Given problem.
Your task is to transcribe the entries below exactly, beginning with the line containing "Point on each instance of the vertical" and ending with the final line, and to add nothing else.

Position annotation records.
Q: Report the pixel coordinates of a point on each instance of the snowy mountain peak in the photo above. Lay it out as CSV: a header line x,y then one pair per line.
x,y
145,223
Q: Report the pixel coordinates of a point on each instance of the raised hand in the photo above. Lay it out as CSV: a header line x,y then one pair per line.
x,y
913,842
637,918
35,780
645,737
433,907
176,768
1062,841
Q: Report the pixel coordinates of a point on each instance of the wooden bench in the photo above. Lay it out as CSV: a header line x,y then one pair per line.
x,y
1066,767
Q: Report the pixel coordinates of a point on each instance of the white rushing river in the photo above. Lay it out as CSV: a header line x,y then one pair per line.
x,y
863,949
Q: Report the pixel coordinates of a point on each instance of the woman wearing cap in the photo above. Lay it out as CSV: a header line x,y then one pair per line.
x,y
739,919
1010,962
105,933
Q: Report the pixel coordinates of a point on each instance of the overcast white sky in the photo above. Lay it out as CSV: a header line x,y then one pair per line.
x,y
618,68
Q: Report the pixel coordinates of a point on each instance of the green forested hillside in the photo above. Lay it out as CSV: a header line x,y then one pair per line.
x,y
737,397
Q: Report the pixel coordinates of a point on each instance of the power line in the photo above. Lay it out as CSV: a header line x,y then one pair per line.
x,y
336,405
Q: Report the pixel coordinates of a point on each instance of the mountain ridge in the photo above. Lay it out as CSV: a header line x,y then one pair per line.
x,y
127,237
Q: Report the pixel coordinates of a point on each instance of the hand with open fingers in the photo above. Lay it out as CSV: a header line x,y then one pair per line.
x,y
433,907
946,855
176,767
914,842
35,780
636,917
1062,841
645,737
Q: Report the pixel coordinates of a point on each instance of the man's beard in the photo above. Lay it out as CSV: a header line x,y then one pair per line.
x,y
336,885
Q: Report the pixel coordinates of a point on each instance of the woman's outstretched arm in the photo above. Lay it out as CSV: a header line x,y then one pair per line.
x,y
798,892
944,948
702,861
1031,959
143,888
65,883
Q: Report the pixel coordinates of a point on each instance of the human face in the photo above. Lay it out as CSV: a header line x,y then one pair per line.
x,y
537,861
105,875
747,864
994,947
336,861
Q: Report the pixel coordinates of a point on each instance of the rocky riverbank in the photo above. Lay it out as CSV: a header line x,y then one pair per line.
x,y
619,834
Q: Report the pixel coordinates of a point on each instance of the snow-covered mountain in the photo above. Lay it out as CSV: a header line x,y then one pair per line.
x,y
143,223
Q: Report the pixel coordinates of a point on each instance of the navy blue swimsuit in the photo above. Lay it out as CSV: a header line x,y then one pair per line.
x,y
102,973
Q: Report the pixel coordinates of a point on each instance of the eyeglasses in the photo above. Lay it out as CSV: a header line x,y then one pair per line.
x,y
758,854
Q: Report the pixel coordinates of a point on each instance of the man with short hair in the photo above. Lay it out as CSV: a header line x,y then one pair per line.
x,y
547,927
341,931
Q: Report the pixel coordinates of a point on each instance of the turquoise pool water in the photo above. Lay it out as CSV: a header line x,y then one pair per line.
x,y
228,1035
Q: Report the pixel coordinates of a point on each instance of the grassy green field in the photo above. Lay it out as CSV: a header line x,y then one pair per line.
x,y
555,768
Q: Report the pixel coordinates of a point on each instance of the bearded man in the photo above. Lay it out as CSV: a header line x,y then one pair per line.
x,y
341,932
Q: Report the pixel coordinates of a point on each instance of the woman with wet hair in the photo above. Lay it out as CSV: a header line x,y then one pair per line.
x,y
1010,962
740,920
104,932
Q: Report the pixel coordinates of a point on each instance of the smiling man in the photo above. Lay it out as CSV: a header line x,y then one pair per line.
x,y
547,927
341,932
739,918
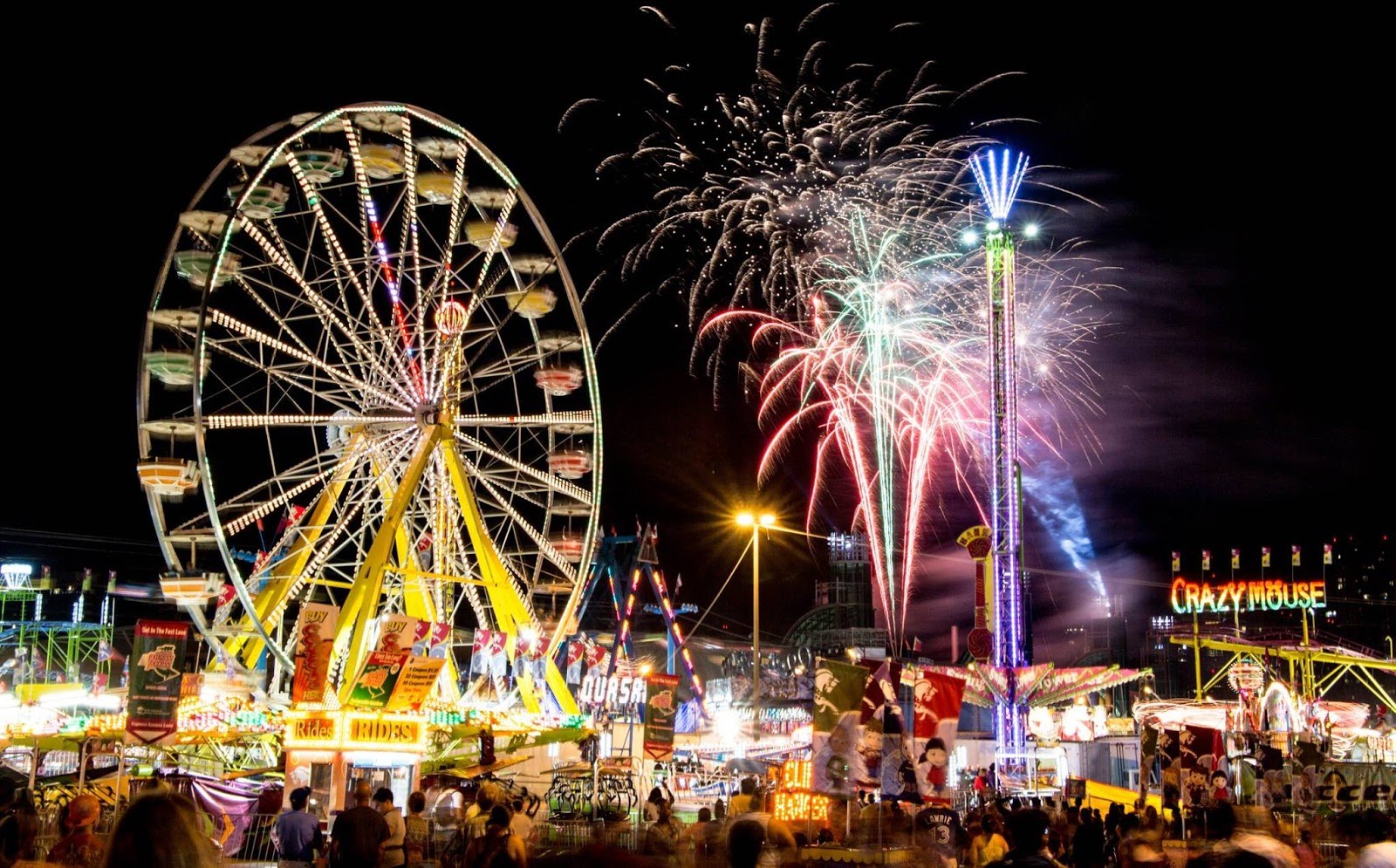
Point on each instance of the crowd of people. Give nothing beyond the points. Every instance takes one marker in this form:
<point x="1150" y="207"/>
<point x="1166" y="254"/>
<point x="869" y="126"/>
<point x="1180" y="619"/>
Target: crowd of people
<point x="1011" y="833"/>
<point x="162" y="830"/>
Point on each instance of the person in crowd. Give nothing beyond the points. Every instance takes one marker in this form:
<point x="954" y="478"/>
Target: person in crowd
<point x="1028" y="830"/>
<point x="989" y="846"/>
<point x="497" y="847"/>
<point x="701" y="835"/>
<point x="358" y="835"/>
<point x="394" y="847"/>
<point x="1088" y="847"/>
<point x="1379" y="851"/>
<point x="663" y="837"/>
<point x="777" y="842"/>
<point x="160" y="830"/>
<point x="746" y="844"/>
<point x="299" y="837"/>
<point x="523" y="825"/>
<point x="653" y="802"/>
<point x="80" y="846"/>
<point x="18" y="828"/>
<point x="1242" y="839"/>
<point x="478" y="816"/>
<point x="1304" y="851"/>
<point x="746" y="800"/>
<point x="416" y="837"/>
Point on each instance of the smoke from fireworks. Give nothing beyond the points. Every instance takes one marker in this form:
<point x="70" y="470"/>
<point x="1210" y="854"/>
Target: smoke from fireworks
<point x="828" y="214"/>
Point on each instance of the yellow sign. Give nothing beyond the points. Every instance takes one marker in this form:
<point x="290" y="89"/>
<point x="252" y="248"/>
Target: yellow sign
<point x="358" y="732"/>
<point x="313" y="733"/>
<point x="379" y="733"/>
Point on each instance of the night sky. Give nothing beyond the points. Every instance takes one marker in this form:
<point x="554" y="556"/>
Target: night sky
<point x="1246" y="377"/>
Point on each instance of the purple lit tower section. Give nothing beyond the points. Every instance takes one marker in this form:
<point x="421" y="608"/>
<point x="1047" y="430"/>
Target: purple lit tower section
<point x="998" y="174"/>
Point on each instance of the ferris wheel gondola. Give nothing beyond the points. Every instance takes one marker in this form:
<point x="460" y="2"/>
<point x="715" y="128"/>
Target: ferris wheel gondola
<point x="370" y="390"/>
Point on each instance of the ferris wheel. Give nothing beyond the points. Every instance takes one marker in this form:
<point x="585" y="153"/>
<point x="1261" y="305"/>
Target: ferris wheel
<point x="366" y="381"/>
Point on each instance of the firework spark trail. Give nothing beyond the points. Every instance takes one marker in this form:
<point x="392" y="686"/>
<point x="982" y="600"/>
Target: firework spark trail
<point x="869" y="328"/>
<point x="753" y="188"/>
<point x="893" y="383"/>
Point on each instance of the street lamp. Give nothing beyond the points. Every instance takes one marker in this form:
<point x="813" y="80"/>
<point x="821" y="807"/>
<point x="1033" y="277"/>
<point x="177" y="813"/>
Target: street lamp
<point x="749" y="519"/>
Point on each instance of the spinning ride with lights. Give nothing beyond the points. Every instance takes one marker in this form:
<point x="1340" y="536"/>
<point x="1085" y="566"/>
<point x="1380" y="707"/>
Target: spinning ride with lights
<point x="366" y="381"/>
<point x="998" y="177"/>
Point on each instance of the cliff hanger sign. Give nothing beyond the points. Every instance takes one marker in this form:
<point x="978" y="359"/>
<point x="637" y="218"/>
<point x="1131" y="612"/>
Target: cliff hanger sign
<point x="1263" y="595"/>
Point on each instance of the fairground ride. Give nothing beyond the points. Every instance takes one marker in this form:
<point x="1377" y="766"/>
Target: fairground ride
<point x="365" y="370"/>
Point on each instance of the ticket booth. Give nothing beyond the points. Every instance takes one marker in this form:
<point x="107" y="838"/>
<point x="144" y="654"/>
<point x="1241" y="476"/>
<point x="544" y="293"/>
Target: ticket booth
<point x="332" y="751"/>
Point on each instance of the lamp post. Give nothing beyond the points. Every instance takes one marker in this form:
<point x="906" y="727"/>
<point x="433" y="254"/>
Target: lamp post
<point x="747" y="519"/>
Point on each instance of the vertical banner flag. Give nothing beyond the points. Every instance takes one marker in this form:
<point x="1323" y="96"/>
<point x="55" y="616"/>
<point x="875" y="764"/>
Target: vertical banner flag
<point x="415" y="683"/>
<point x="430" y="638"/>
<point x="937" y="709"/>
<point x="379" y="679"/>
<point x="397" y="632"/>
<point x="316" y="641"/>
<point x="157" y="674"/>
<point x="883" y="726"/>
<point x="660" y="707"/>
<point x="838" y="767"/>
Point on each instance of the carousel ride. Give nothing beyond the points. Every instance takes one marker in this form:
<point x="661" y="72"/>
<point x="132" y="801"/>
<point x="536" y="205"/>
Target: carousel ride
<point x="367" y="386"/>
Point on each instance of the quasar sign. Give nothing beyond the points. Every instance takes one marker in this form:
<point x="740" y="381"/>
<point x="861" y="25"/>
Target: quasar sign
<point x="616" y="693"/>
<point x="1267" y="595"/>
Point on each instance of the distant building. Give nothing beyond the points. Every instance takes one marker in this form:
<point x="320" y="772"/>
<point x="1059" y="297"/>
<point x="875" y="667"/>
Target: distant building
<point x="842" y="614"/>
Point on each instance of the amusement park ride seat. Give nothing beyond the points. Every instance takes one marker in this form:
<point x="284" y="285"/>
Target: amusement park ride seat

Answer to the task.
Point on each instance of the vertical banner flag. Give nothing beyond the points. Every instance takes one marker in this form:
<point x="1323" y="96"/>
<point x="55" y="616"/>
<point x="875" y="764"/>
Target: vertical banner flag
<point x="415" y="683"/>
<point x="430" y="638"/>
<point x="937" y="709"/>
<point x="379" y="679"/>
<point x="397" y="632"/>
<point x="316" y="641"/>
<point x="157" y="674"/>
<point x="883" y="726"/>
<point x="660" y="707"/>
<point x="838" y="767"/>
Point on each instance of the carousel ride. Give nothing beyond the points. Every instance takes one marker in this form:
<point x="661" y="72"/>
<point x="132" y="801"/>
<point x="536" y="205"/>
Target: carousel ride
<point x="367" y="386"/>
Point on each instance of the quasar sign. Give nothing beyond the points. Every instance takes one marker in this form:
<point x="740" y="381"/>
<point x="861" y="25"/>
Target: quasar sign
<point x="616" y="693"/>
<point x="1267" y="595"/>
Point on each instance of the distant building. Give nothing beyond the points. Every instance takes one marker in this form:
<point x="320" y="772"/>
<point x="1059" y="297"/>
<point x="875" y="667"/>
Target: distant building
<point x="842" y="614"/>
Point on each instance of the amusement park ride seat. Give nothing beyond the points. Every instance takes one marker in this form:
<point x="284" y="285"/>
Target: amusement park ride seat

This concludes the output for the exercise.